Print every one of the following items again, word for word and in the same order.

* INPUT:
--

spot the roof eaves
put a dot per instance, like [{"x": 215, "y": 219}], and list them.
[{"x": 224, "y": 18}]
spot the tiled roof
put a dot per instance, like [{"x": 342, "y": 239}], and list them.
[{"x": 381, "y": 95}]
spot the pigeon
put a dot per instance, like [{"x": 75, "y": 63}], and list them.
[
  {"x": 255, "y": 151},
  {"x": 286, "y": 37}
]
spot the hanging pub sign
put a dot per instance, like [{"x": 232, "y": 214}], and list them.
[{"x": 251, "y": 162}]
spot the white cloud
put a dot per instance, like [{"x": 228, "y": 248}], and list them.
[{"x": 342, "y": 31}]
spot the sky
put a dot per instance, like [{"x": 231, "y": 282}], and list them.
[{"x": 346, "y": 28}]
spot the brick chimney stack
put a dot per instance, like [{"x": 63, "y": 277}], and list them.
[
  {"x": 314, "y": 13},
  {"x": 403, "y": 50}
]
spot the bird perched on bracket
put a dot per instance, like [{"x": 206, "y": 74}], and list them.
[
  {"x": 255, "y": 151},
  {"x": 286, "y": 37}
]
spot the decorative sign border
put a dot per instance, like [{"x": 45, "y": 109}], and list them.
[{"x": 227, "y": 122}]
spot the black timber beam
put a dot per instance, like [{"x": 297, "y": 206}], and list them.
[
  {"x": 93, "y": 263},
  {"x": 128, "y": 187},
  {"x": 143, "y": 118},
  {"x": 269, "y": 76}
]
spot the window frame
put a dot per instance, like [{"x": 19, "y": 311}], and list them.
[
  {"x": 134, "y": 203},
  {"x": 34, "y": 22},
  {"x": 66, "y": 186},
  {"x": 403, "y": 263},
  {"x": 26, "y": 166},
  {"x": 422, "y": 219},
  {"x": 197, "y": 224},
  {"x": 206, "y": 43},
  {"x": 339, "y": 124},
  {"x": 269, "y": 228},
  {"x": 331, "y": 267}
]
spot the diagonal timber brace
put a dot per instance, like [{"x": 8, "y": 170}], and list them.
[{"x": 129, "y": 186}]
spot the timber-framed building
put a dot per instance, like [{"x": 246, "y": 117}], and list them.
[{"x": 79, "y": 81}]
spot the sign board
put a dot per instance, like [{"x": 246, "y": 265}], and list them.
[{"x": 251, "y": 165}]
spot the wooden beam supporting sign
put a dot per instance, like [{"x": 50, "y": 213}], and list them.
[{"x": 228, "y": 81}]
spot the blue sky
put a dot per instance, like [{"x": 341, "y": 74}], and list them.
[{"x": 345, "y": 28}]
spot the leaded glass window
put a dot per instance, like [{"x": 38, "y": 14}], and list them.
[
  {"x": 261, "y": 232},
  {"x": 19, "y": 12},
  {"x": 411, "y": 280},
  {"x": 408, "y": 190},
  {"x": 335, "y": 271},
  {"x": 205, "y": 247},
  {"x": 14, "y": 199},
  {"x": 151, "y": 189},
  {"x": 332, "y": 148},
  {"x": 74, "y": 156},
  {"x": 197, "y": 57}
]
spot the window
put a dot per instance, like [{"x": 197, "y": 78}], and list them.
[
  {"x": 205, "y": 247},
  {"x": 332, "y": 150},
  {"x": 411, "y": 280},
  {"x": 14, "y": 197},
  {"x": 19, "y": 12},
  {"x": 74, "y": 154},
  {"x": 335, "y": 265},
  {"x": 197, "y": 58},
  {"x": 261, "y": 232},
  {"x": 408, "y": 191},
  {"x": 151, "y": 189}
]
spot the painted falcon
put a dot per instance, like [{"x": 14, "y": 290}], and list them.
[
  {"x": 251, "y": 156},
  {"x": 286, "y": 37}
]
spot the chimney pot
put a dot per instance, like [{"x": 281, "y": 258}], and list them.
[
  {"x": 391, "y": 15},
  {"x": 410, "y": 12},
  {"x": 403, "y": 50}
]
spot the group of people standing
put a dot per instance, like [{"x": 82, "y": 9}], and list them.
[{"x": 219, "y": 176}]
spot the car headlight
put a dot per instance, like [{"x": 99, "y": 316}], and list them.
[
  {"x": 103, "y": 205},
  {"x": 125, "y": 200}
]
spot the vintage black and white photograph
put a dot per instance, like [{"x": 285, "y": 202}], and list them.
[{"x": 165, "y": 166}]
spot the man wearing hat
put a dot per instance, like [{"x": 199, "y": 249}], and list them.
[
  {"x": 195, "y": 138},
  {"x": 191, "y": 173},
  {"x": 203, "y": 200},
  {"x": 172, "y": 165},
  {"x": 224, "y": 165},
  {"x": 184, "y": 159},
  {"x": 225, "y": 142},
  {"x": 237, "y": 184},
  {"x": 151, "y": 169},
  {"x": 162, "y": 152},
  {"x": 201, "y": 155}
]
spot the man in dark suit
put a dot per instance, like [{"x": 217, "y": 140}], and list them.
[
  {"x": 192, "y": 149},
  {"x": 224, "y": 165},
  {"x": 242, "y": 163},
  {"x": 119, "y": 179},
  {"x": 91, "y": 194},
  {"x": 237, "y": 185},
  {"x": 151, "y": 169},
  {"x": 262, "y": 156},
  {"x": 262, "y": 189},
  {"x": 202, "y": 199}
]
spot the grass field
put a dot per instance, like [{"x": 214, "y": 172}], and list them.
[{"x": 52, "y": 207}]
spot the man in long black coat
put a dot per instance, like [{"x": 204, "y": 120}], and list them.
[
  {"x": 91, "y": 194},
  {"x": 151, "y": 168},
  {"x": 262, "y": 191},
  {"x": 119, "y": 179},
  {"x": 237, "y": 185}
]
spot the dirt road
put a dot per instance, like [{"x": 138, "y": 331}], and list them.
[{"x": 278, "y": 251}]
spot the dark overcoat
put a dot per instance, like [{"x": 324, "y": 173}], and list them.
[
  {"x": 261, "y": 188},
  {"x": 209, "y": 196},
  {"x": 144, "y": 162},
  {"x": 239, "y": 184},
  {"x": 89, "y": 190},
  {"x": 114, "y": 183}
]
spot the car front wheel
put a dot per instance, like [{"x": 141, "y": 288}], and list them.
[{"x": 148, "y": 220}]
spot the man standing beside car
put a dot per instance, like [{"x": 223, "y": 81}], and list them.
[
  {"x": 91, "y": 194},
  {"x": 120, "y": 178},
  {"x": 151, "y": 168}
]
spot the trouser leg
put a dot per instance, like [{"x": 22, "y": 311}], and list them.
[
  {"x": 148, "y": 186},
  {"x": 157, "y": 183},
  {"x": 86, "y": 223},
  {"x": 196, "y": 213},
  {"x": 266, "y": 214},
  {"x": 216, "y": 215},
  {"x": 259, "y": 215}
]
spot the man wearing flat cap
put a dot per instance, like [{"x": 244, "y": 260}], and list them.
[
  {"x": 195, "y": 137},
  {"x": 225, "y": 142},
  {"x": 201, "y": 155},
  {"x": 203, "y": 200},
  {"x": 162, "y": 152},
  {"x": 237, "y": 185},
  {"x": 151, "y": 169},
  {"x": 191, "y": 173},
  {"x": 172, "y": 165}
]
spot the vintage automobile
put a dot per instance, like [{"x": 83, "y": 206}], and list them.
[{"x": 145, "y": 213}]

--

* COMPLETED EXERCISE:
spot the roof eaves
put a dot per instance, like [{"x": 215, "y": 219}], and list them.
[{"x": 224, "y": 18}]
spot the tiled roof
put a dot per instance, like [{"x": 342, "y": 239}], and list them.
[{"x": 381, "y": 95}]
spot the pigeon
put a dot per instance, like [{"x": 75, "y": 63}], and list them.
[
  {"x": 255, "y": 151},
  {"x": 286, "y": 37}
]
spot the hanging pub sign
put a dot per instance, like [{"x": 232, "y": 214}], and list them.
[{"x": 251, "y": 162}]
spot the white cloud
put a dot per instance, like [{"x": 228, "y": 248}], and list them.
[{"x": 342, "y": 31}]
spot the sky
put a dot per instance, like [{"x": 231, "y": 282}], and list them.
[{"x": 346, "y": 28}]
spot the brick chimney stack
put a dot per instance, like [{"x": 63, "y": 277}], and list them.
[
  {"x": 314, "y": 13},
  {"x": 403, "y": 50}
]
spot the bird perched on bracket
put a dot per instance, like [{"x": 206, "y": 74}], and list them.
[
  {"x": 255, "y": 151},
  {"x": 286, "y": 37}
]
spot the decorative sign border
put a dot per instance, like [{"x": 45, "y": 109}], and list them.
[{"x": 227, "y": 122}]
spot the black timber beam
put a dot per instance, like [{"x": 297, "y": 206}], and list them.
[
  {"x": 93, "y": 263},
  {"x": 128, "y": 187},
  {"x": 143, "y": 118},
  {"x": 269, "y": 76}
]
spot the window frame
put a dot per instance, like [{"x": 19, "y": 311}], and list them.
[
  {"x": 134, "y": 203},
  {"x": 34, "y": 22},
  {"x": 66, "y": 186},
  {"x": 403, "y": 263},
  {"x": 26, "y": 166},
  {"x": 422, "y": 219},
  {"x": 197, "y": 224},
  {"x": 206, "y": 43},
  {"x": 339, "y": 124},
  {"x": 269, "y": 228},
  {"x": 331, "y": 267}
]
spot the diagonal timber brace
put a dot per instance, like [{"x": 8, "y": 170}], and list them.
[{"x": 129, "y": 186}]
spot the timber-framed building
put a dot per instance, like [{"x": 246, "y": 117}], and list them.
[{"x": 79, "y": 81}]
spot the sign board
put a dot per instance, like [{"x": 246, "y": 265}], and list them.
[{"x": 251, "y": 165}]
spot the wooden beam supporting sign
put a dot per instance, like [{"x": 50, "y": 213}], and list them.
[{"x": 228, "y": 81}]
spot the blue sky
put a dot per instance, like [{"x": 341, "y": 74}], and list them.
[{"x": 345, "y": 28}]
spot the leaded glass window
put a dot per instance, like [{"x": 38, "y": 14}], and list them.
[
  {"x": 261, "y": 232},
  {"x": 19, "y": 12},
  {"x": 411, "y": 280},
  {"x": 408, "y": 190},
  {"x": 335, "y": 271},
  {"x": 205, "y": 247},
  {"x": 14, "y": 199},
  {"x": 151, "y": 189},
  {"x": 332, "y": 148},
  {"x": 74, "y": 156},
  {"x": 197, "y": 57}
]
spot the window
put a dot per instance, like [{"x": 197, "y": 78}], and list them.
[
  {"x": 205, "y": 247},
  {"x": 332, "y": 150},
  {"x": 411, "y": 280},
  {"x": 14, "y": 197},
  {"x": 19, "y": 12},
  {"x": 74, "y": 154},
  {"x": 335, "y": 265},
  {"x": 197, "y": 58},
  {"x": 261, "y": 232},
  {"x": 408, "y": 191},
  {"x": 151, "y": 189}
]
spot the painted falcon
put a dot per instance, like [{"x": 14, "y": 290}], and list them.
[
  {"x": 251, "y": 156},
  {"x": 286, "y": 37}
]
spot the chimney pot
put a dot per instance, like [{"x": 281, "y": 258}], and list them.
[
  {"x": 391, "y": 15},
  {"x": 410, "y": 12},
  {"x": 403, "y": 50}
]
spot the group of people standing
put a dot per instance, like [{"x": 82, "y": 9}], and list them.
[{"x": 219, "y": 176}]
spot the car headlight
put a dot per instance, like [{"x": 99, "y": 316}], and list them.
[
  {"x": 103, "y": 205},
  {"x": 125, "y": 200}
]
spot the vintage black and white photograph
put a dot per instance, like [{"x": 285, "y": 202}], and list them.
[{"x": 165, "y": 166}]
spot the man wearing hat
put a dot per instance, like [{"x": 199, "y": 249}], and list them.
[
  {"x": 195, "y": 138},
  {"x": 191, "y": 173},
  {"x": 203, "y": 200},
  {"x": 172, "y": 165},
  {"x": 224, "y": 165},
  {"x": 184, "y": 159},
  {"x": 225, "y": 142},
  {"x": 237, "y": 184},
  {"x": 151, "y": 169},
  {"x": 162, "y": 152},
  {"x": 201, "y": 155}
]
spot the man in dark suit
put a dot per instance, like [{"x": 217, "y": 140}], and list them.
[
  {"x": 192, "y": 149},
  {"x": 224, "y": 165},
  {"x": 242, "y": 163},
  {"x": 119, "y": 179},
  {"x": 91, "y": 194},
  {"x": 237, "y": 185},
  {"x": 151, "y": 169},
  {"x": 262, "y": 156},
  {"x": 262, "y": 189},
  {"x": 202, "y": 199}
]
spot the grass field
put a dot per instance, like [{"x": 214, "y": 172}], and list them.
[{"x": 52, "y": 207}]
spot the man in long black coat
put a dot per instance, like [{"x": 204, "y": 120}], and list them.
[
  {"x": 91, "y": 194},
  {"x": 151, "y": 168},
  {"x": 262, "y": 191},
  {"x": 119, "y": 179},
  {"x": 237, "y": 185}
]
spot the dirt road
put a dot per instance, like [{"x": 138, "y": 331}], and list them.
[{"x": 278, "y": 251}]
spot the dark overcoat
put a dot per instance, like [{"x": 324, "y": 173}], and list them.
[
  {"x": 261, "y": 188},
  {"x": 209, "y": 196},
  {"x": 144, "y": 162},
  {"x": 239, "y": 184},
  {"x": 89, "y": 190},
  {"x": 114, "y": 183}
]
spot the car front wheel
put a dot per instance, like [{"x": 141, "y": 288}], and list them.
[{"x": 148, "y": 220}]
spot the man standing beside car
put a dot per instance, like [{"x": 223, "y": 81}], and list them.
[
  {"x": 91, "y": 194},
  {"x": 120, "y": 178},
  {"x": 151, "y": 168}
]
spot the trouser leg
put a dot per instance, like [{"x": 22, "y": 311}], and list them.
[
  {"x": 148, "y": 186},
  {"x": 157, "y": 183},
  {"x": 86, "y": 223},
  {"x": 196, "y": 213},
  {"x": 266, "y": 214},
  {"x": 216, "y": 215},
  {"x": 259, "y": 215}
]
spot the man wearing flat cap
put a dot per instance, like [{"x": 244, "y": 260}], and list them.
[
  {"x": 195, "y": 137},
  {"x": 225, "y": 142},
  {"x": 201, "y": 155},
  {"x": 203, "y": 200},
  {"x": 162, "y": 152},
  {"x": 237, "y": 185},
  {"x": 151, "y": 169},
  {"x": 191, "y": 173},
  {"x": 172, "y": 165}
]
spot the vintage automobile
put a dot per instance, like [{"x": 83, "y": 206}], and list them.
[{"x": 145, "y": 213}]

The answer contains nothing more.